Copy out everything from the line containing "Can you see the neighboring" down to the line containing "x=614, y=144", both lines included, keeping each line the same.

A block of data
'''
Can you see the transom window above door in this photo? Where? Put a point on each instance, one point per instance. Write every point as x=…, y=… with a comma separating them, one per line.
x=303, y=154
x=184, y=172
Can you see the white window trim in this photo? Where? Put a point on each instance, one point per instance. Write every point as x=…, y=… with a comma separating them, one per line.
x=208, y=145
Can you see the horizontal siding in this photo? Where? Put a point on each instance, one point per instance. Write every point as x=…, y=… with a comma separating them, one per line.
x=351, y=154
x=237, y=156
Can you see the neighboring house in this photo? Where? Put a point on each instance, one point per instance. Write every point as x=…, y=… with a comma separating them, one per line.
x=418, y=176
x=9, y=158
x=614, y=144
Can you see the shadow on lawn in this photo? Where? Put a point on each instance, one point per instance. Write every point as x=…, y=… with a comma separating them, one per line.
'''
→ Solved problem
Can you see the neighboring house in this photo? Where? Put a point on each instance, one point per instance. Write every point as x=…, y=… with a comma separating them, one per line.
x=418, y=176
x=9, y=158
x=614, y=144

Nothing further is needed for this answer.